## TRECHO DO DOCUMENTO
=======
Restaurantes de hotéis antigos de Belo Horizonte mudam serviços tradicionais

Estabelecimentos abandonam características da época em que eram símbolo de glamour no centro da capital

por Eduardo Tristão Girão 06/04/2015 09:21
Fotos: Jair Amaral/EM/D. A. Press
Prataria personalizada do hotel Normandy, hoje usada apenas no serviço de quarto (foto: Fotos: Jair Amaral/EM/D. A. Press)
Iracy Gomes, de 65 anos, é garçom do restaurante do hotel Normandy há 43. Sente uma saudade danada do carrinho de apoio com réchaud que, anos atrás, era usado para finalizar filé à diana, crepe suzette e outros clássicos bem diante da mesa do freguês, naquele que já foi um dos salões mais concorridos de Belo Horizonte, frequentado por políticos, celebridades e gente em busca de glamour.

“Além de ser gostoso, era chique. E você precisava ver os talheres da época da inauguração. Tudo de prata, coisa fina. Gostávamos de agradar o cliente com isso”, lembra ele.
Essa comida de antigamente tornou-se rara na cidade. Disseminada sobretudo por hotéis, serviu de modelo para gerações e gerações de cozinheiros (que a conheceram como “cozinha internacional”), contribuindo para a evolução da gastronomia no país. Em BH, pratos como peixe à belle meunière, fettuccine paillarde (nem paillard, nem payard) e estrogonofe sobrevivem em alguns restaurantes de rua e, na hotelaria, parecem dar seu último suspiro. Estrebucham, mas (por enquanto) não morrem.
=======
## EXERCÍCIO PROPOSTO 1
Filtre a listagem e copie cada linha que contenha a palavra "building".
A reportagem sobre os restaurantes de hotéis antigos de Belo Horizonte não tem relação com a listagem.

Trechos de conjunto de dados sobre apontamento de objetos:
=======
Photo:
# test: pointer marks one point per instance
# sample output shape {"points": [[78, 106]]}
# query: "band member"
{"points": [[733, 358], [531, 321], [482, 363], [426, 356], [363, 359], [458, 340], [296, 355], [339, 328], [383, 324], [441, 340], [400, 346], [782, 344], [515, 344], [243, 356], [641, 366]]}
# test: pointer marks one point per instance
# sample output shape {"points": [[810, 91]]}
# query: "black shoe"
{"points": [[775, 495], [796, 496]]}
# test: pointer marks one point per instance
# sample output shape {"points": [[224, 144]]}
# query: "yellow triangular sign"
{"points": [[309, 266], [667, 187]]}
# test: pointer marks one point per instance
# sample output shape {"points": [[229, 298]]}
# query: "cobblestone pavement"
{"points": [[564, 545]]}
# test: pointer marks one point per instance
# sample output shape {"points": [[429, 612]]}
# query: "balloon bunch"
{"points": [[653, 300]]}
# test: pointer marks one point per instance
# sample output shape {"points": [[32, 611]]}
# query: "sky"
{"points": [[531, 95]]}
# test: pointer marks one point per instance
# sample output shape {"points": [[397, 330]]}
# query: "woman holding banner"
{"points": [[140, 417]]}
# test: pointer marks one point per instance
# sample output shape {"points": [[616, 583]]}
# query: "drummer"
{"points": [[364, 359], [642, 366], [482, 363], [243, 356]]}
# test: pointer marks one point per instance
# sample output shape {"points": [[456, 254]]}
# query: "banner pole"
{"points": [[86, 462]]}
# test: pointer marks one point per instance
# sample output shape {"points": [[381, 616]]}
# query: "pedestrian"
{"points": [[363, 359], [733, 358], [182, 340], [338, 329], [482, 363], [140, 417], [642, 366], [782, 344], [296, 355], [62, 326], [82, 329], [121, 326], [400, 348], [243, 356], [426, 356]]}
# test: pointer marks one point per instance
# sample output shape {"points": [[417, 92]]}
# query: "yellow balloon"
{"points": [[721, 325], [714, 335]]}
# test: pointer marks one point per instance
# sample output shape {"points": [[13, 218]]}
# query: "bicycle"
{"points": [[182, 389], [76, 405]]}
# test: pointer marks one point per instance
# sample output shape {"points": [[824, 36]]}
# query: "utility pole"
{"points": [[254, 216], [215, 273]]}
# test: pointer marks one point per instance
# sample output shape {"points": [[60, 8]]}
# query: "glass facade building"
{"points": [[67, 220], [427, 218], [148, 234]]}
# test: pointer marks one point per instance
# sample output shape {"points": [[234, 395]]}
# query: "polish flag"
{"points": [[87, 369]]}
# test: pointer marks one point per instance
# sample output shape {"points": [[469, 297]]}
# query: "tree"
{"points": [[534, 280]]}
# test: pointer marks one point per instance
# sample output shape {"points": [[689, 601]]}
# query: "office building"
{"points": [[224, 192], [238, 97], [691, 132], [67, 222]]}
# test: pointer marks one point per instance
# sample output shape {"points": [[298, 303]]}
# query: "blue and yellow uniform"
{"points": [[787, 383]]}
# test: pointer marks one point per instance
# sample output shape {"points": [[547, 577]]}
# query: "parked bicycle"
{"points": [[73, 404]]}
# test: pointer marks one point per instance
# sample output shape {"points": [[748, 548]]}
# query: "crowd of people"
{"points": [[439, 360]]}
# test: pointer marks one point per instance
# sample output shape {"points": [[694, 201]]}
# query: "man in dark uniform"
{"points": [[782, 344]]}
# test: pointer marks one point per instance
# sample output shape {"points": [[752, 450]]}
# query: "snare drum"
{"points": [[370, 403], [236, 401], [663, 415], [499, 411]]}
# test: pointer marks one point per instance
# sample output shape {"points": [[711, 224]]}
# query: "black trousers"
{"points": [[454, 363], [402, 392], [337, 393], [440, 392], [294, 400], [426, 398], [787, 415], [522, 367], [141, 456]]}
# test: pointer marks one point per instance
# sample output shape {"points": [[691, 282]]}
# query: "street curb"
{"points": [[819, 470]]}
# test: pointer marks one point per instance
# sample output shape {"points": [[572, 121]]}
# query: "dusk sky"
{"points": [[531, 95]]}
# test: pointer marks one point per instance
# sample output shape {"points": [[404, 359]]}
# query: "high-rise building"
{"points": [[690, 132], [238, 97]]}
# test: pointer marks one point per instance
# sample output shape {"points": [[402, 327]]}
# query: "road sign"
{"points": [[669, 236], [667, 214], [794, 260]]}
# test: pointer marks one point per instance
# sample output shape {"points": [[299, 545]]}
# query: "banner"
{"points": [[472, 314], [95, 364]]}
=======
## EXERCÍCIO PROPOSTO 2
Escreva a continuação da reportagem sobre os restaurantes de hotéis antigos de Belo Horizonte a partir do ponto em que ela termina.

## RESPOSTA DO EXERCÍCIO 1
# query: "glass facade building"
# query: "office building"
# query: "high-rise building"

## RESPOSTA DO EXERCÍCIO 2
No cardápio do Normandy, aberto em 1961, o filé à diana resiste entre risotos, pizzas e salmão. O arroz que o acompanha, tradicionalmente feito na mesma frigideira em que foi dourada a carne, não é mais terminado no salão. O prato chega pronto da cozinha. “Mexemos na maioria dos pratos. Alguns demoravam, outros vinham em travessas. Reduzimos o tempo de espera para, no máximo, 15 minutos. Além disso, eram receitas pesadas, com fritura, cremes. Privilegiamos comidas mais saudáveis e leves”, diz o chef de lá, Paulo Roberto Oliveira.

Talvez por isso, o estrogonofe tenha saído do cardápio, embora continue sendo servido – com arroz branco e batata sauté, não palha. “Quem sabe que ainda fazemos pede”, revela José Carlos Menezes, gerente-geral do Normandy. Entretanto, para comer com os belos talheres de prata gravados com monograma do hotel que restaram depois de tantos anos (e de uma reforma milionária, concluída no ano passado), só se hospedando lá e pedindo algo no quarto. Já os móveis pé palito, foram todos vendidos.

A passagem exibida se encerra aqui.